Retype each line of the material exactly, please, skipping any picture in it.

** BEGIN Record set **

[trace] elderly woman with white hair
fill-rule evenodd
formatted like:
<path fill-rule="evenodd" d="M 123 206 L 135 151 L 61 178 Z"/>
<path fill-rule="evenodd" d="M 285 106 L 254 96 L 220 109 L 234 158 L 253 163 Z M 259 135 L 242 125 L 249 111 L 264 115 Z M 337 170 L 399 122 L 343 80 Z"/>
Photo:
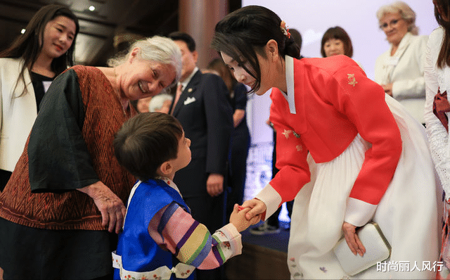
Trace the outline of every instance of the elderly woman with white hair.
<path fill-rule="evenodd" d="M 114 134 L 137 114 L 130 101 L 159 94 L 181 72 L 169 39 L 130 49 L 111 67 L 70 68 L 49 88 L 0 194 L 4 279 L 112 278 L 115 233 L 136 180 L 114 156 Z"/>
<path fill-rule="evenodd" d="M 377 58 L 375 82 L 424 124 L 423 70 L 428 37 L 418 35 L 416 13 L 404 2 L 383 6 L 376 15 L 391 47 Z"/>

** END Record set **

Reply to the exercise:
[trace] elderly woman with white hair
fill-rule evenodd
formatted like:
<path fill-rule="evenodd" d="M 123 206 L 135 151 L 61 178 Z"/>
<path fill-rule="evenodd" d="M 285 106 L 254 96 L 220 109 L 234 158 L 253 163 Z M 259 135 L 242 125 L 249 111 L 264 115 Z M 337 170 L 399 122 L 343 80 Z"/>
Photo:
Trace the outline of every instance of the elderly woman with white hair.
<path fill-rule="evenodd" d="M 114 134 L 137 114 L 130 101 L 159 94 L 181 72 L 169 39 L 130 49 L 111 67 L 70 68 L 49 88 L 0 194 L 4 279 L 112 278 L 115 233 L 136 180 L 114 156 Z"/>
<path fill-rule="evenodd" d="M 377 58 L 375 82 L 424 124 L 423 70 L 428 37 L 418 35 L 416 13 L 404 2 L 383 6 L 376 15 L 391 47 Z"/>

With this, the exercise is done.